■ About this exercise:
Can you reproduce the passage from the peptide-MHC binding text, starting at "In this paper" up to and including "allele-specific binding predictors."?

■ Page extract:
........

Predicting Peptide-MHC Binding Affinities With Imputed Training Data


Predicting the binding affinity between MHC proteins and their peptide ligands is a key problem in computational immunology. State of the art performance is currently achieved by the allele-specific predictor NetMHC and the pan-allele predictor NetMHCpan, both of which are ensembles of shallow neural networks. We explore an intermediate between allele-specific and pan-allele prediction: training allele-specific predictors with synthetic samples generated by imputation of the peptide-MHC affinity matrix. We find that the imputation strategy is useful on alleles with very little training data. We have implemented our predictor as an open-source software package called MHCflurry and show that MHCflurry achieves competitive performance to NetMHC and NetMHCpan.


In most vertebrates, cytotoxic T-cells enforce multi-cellular order by killing infected or cancerous cells. Each organism possesses a poly-clonal army of T-cells which collectively are able to distinguish unhealthy cells from healthy ones. This amazing feat is achieved through the winnowing and expansion of clonal T-cell populations possessing highly specific T-cell receptors (TCRs) (Blackman 1990). Each distinct TCR recognizes a small number of similar peptides bound to an MHC molecule on the surface of a cell (Huseby 2005). Though there are many steps in “antigen processing” (Cresswell 2005), it has become apparent that MHC binding is the most restrictive step. Peptide-MHC affinity prediction is the well-studied problem of predicting the binding strength of a given peptide and MHC pair (Lundegaard 2007). Early approaches focused on “sequence motifs”(Sette 1989), followed by regularized linear models, linear models with interaction terms such as SMM with pairwise features (Peters 2003), and more recently the NetMHC family of predictors, a collection of related models based on ensembles of neural networks. Two of these predictors, NetMHC (Lundegaard 2008) and NetMHCpan (Nielsen 2007), have emerged as the methods of choice across multiple fields of study within immunology, including virology (Lund 2011), tumor immunology (Gubin 2015), and autoimmunity (Abreu 2012).

NetMHC is an allele-specific method which trains a separate predictor for each allele’s binding dataset, whereas NetMHCpan is a pan-allele method whose inputs are vector encodings of both a peptide and a subsequence of a particular MHC molecule. The conventional wisdom is that NetMHC performs better on alleles with many assayed ligands whereas NetMHCpan is superior for less well-characterized alleles (Gfeller 2016).

In this paper we explore the space between allele-specific and pan-allele prediction by imputing the unobserved values of peptide-MHC affinities for which we have no measurements and using these imputed values for pre-training of allele-specific binding predictors.

........

■ Record extracts:
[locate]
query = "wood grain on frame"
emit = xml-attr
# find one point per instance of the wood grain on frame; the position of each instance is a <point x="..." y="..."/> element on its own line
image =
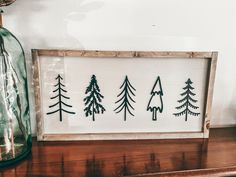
<point x="211" y="56"/>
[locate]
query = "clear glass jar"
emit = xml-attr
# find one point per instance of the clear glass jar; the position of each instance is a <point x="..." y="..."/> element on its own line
<point x="15" y="129"/>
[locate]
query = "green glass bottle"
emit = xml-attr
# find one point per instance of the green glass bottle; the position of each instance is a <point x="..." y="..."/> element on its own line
<point x="15" y="129"/>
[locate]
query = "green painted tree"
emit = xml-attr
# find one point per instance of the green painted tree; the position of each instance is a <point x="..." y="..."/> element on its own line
<point x="126" y="98"/>
<point x="187" y="101"/>
<point x="60" y="104"/>
<point x="93" y="99"/>
<point x="155" y="103"/>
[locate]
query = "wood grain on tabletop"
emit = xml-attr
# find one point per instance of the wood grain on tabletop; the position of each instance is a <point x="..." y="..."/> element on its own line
<point x="131" y="158"/>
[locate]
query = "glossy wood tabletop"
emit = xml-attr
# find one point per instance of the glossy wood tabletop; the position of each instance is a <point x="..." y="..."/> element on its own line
<point x="131" y="158"/>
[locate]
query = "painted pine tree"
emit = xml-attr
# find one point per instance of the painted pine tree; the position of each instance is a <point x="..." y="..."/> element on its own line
<point x="155" y="103"/>
<point x="187" y="101"/>
<point x="125" y="98"/>
<point x="93" y="99"/>
<point x="60" y="90"/>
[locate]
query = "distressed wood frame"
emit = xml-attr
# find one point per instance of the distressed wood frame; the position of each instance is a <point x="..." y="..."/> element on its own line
<point x="41" y="136"/>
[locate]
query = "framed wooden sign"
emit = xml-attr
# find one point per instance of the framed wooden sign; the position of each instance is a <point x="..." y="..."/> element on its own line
<point x="111" y="95"/>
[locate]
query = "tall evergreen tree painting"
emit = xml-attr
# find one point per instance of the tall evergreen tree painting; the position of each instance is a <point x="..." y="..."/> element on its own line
<point x="93" y="99"/>
<point x="155" y="103"/>
<point x="61" y="105"/>
<point x="187" y="102"/>
<point x="125" y="98"/>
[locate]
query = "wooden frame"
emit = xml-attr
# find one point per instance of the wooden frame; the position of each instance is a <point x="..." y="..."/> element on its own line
<point x="211" y="56"/>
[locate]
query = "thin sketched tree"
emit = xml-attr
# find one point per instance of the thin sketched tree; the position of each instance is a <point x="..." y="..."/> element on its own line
<point x="125" y="98"/>
<point x="93" y="99"/>
<point x="155" y="103"/>
<point x="187" y="101"/>
<point x="60" y="95"/>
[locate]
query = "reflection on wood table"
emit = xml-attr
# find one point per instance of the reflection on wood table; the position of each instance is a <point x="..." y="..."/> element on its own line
<point x="131" y="158"/>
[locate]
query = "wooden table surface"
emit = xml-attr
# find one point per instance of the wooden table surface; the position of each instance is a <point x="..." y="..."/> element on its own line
<point x="131" y="158"/>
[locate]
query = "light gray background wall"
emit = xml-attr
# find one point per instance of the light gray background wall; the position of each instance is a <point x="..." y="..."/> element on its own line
<point x="198" y="25"/>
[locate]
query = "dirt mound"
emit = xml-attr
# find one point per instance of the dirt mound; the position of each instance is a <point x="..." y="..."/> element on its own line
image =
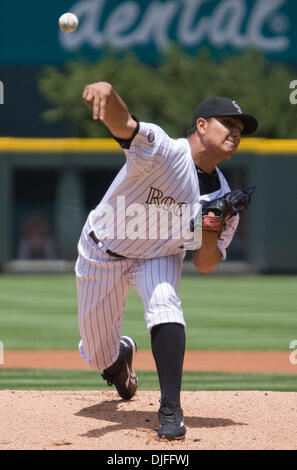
<point x="100" y="420"/>
<point x="219" y="361"/>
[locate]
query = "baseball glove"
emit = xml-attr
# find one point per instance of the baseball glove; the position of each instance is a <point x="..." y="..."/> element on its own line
<point x="216" y="213"/>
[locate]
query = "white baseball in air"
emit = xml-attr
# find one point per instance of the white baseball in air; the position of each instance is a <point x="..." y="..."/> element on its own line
<point x="68" y="22"/>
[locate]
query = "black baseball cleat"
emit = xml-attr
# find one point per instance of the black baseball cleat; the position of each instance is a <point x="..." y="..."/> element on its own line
<point x="171" y="420"/>
<point x="124" y="379"/>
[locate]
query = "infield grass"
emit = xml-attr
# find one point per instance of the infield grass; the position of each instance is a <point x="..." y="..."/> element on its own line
<point x="34" y="379"/>
<point x="222" y="313"/>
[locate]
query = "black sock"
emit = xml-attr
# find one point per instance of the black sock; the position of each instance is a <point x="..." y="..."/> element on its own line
<point x="168" y="346"/>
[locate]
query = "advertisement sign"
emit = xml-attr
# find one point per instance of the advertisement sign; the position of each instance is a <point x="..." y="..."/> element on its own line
<point x="148" y="28"/>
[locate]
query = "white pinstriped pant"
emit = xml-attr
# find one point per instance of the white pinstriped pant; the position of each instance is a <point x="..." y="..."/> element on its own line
<point x="102" y="288"/>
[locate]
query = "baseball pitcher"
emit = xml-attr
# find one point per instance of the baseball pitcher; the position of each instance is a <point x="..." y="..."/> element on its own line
<point x="168" y="197"/>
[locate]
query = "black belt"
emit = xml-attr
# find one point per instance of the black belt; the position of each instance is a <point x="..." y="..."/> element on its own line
<point x="111" y="253"/>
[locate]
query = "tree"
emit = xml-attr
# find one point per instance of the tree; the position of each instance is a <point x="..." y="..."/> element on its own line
<point x="168" y="93"/>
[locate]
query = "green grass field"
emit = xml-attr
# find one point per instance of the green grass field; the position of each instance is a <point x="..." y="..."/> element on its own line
<point x="222" y="313"/>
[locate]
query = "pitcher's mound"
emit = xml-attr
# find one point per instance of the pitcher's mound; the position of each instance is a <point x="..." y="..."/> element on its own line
<point x="100" y="420"/>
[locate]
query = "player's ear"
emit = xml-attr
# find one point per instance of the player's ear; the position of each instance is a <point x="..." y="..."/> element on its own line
<point x="201" y="126"/>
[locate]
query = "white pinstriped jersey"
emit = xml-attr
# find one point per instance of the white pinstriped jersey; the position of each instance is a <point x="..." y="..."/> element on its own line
<point x="159" y="172"/>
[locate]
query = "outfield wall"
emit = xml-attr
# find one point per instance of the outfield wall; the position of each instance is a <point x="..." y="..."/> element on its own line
<point x="63" y="179"/>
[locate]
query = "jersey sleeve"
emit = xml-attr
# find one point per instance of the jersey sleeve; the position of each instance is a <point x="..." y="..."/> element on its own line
<point x="150" y="145"/>
<point x="227" y="235"/>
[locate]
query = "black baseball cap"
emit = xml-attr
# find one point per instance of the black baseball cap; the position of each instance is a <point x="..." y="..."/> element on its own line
<point x="218" y="106"/>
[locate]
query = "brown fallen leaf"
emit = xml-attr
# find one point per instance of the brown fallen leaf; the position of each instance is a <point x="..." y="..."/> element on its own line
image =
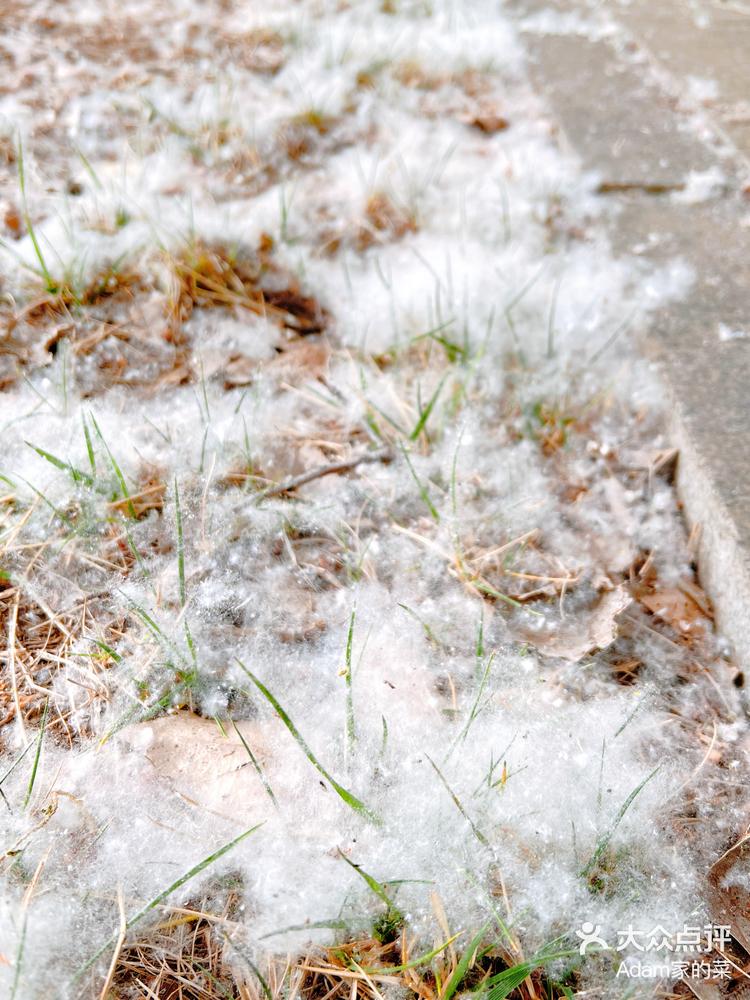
<point x="729" y="891"/>
<point x="675" y="607"/>
<point x="300" y="360"/>
<point x="573" y="640"/>
<point x="488" y="122"/>
<point x="215" y="772"/>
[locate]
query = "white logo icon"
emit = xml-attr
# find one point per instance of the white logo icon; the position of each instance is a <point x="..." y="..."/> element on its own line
<point x="590" y="934"/>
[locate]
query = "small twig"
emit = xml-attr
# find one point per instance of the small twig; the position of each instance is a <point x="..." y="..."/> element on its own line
<point x="289" y="485"/>
<point x="118" y="947"/>
<point x="12" y="622"/>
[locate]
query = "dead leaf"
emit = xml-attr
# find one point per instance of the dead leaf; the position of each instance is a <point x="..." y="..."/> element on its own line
<point x="489" y="123"/>
<point x="573" y="640"/>
<point x="676" y="608"/>
<point x="300" y="361"/>
<point x="729" y="893"/>
<point x="193" y="758"/>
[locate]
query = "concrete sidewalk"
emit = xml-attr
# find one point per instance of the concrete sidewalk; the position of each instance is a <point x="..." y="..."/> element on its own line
<point x="627" y="82"/>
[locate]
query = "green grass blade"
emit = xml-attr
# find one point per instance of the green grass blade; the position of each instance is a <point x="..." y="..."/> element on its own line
<point x="37" y="755"/>
<point x="76" y="474"/>
<point x="19" y="957"/>
<point x="415" y="962"/>
<point x="115" y="467"/>
<point x="195" y="870"/>
<point x="373" y="883"/>
<point x="421" y="487"/>
<point x="89" y="446"/>
<point x="180" y="543"/>
<point x="503" y="984"/>
<point x="467" y="960"/>
<point x="48" y="280"/>
<point x="351" y="800"/>
<point x="604" y="840"/>
<point x="457" y="802"/>
<point x="351" y="732"/>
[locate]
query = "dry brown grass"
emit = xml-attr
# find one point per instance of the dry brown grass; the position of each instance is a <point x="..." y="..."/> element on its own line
<point x="47" y="659"/>
<point x="206" y="276"/>
<point x="193" y="954"/>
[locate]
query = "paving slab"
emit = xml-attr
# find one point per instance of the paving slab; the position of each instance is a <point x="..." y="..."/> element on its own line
<point x="624" y="123"/>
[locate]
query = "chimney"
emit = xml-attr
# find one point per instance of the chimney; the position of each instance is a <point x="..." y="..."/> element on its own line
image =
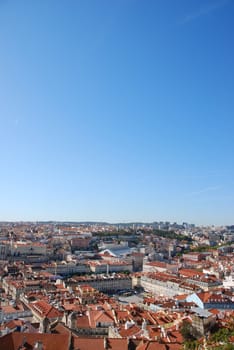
<point x="105" y="343"/>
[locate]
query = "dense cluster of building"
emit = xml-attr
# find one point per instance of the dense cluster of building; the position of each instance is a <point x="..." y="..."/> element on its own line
<point x="135" y="287"/>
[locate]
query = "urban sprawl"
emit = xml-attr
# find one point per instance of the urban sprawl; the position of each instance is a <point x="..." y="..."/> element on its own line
<point x="100" y="286"/>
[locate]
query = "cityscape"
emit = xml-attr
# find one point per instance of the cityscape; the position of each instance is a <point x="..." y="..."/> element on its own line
<point x="117" y="175"/>
<point x="90" y="285"/>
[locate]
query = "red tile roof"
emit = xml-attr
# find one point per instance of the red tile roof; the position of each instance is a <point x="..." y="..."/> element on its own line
<point x="14" y="340"/>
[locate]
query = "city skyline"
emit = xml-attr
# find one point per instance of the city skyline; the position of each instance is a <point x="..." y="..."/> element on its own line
<point x="117" y="111"/>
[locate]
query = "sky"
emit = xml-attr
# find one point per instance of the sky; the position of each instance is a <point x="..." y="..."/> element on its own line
<point x="117" y="110"/>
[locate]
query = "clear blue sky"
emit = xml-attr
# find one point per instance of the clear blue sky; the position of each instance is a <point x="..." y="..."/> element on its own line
<point x="117" y="110"/>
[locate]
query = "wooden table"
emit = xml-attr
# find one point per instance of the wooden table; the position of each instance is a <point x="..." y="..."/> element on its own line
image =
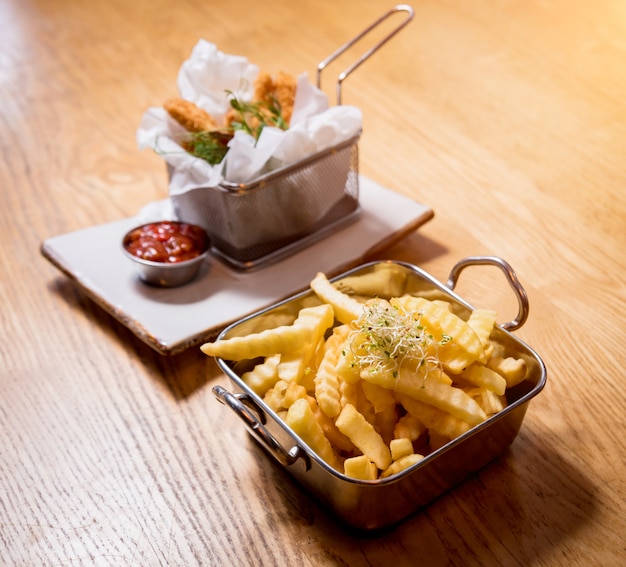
<point x="507" y="118"/>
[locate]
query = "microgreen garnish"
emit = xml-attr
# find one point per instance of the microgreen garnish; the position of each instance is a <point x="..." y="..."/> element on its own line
<point x="391" y="338"/>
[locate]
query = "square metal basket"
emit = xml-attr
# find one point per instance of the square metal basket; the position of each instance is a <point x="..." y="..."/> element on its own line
<point x="378" y="504"/>
<point x="252" y="224"/>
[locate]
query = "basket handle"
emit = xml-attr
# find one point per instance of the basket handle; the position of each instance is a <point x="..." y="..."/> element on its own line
<point x="342" y="76"/>
<point x="520" y="292"/>
<point x="243" y="405"/>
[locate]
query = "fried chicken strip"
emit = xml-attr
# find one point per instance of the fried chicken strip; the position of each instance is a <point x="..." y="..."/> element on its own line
<point x="189" y="115"/>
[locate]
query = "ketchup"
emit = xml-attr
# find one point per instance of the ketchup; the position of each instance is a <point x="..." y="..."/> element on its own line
<point x="167" y="242"/>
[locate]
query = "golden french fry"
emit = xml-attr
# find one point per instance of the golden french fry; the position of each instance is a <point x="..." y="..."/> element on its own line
<point x="430" y="391"/>
<point x="360" y="468"/>
<point x="385" y="422"/>
<point x="346" y="308"/>
<point x="490" y="402"/>
<point x="326" y="381"/>
<point x="513" y="370"/>
<point x="352" y="424"/>
<point x="434" y="418"/>
<point x="400" y="448"/>
<point x="301" y="419"/>
<point x="337" y="439"/>
<point x="381" y="398"/>
<point x="285" y="339"/>
<point x="401" y="464"/>
<point x="263" y="376"/>
<point x="409" y="427"/>
<point x="485" y="377"/>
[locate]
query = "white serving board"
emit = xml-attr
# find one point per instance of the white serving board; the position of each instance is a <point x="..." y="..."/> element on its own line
<point x="172" y="320"/>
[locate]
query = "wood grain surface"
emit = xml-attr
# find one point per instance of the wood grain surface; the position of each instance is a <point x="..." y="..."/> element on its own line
<point x="507" y="117"/>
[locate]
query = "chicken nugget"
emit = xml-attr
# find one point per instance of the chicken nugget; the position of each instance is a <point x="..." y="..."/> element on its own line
<point x="189" y="115"/>
<point x="285" y="93"/>
<point x="263" y="88"/>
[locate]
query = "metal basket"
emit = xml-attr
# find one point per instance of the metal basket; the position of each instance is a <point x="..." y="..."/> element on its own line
<point x="252" y="224"/>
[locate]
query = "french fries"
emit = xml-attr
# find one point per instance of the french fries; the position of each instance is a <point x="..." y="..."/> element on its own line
<point x="373" y="386"/>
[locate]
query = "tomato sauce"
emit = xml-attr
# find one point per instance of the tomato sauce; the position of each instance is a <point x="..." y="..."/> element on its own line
<point x="167" y="242"/>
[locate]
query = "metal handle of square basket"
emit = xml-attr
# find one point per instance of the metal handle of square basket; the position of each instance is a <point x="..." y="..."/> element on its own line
<point x="344" y="74"/>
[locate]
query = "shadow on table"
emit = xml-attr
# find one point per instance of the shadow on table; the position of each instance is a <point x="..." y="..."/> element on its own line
<point x="521" y="506"/>
<point x="183" y="374"/>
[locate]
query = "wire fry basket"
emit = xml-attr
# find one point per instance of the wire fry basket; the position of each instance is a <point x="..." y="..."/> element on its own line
<point x="256" y="223"/>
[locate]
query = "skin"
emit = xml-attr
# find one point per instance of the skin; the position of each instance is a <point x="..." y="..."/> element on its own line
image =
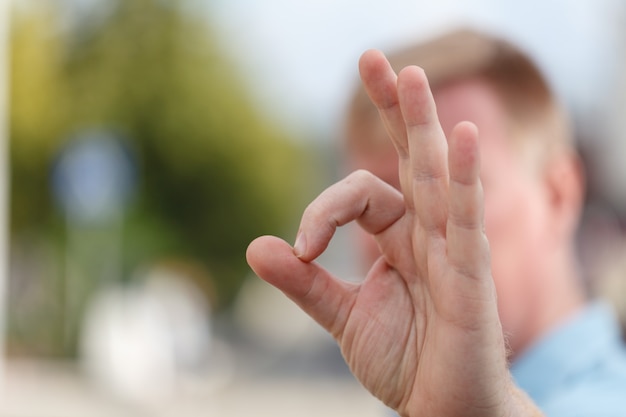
<point x="531" y="209"/>
<point x="422" y="331"/>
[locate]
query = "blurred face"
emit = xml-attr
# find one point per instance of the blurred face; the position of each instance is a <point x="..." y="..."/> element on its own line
<point x="516" y="200"/>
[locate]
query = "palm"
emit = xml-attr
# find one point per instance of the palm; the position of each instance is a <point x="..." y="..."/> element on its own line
<point x="421" y="331"/>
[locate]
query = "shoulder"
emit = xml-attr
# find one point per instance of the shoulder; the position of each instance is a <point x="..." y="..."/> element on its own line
<point x="600" y="392"/>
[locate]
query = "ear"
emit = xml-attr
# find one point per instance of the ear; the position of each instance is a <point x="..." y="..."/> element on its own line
<point x="565" y="181"/>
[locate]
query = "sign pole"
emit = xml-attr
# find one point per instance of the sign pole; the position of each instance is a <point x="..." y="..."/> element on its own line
<point x="5" y="14"/>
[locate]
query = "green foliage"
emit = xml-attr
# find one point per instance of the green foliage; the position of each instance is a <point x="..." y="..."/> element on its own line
<point x="213" y="173"/>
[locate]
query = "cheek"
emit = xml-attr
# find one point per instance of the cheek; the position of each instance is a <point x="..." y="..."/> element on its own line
<point x="514" y="224"/>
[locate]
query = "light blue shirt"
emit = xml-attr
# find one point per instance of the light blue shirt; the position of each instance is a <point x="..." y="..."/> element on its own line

........

■ Answer:
In this paper we explore the space between allele-specific and pan-allele prediction by imputing the unobserved values of peptide-MHC affinities for which we have no measurements and using these imputed values for pre-training of allele-specific binding predictors.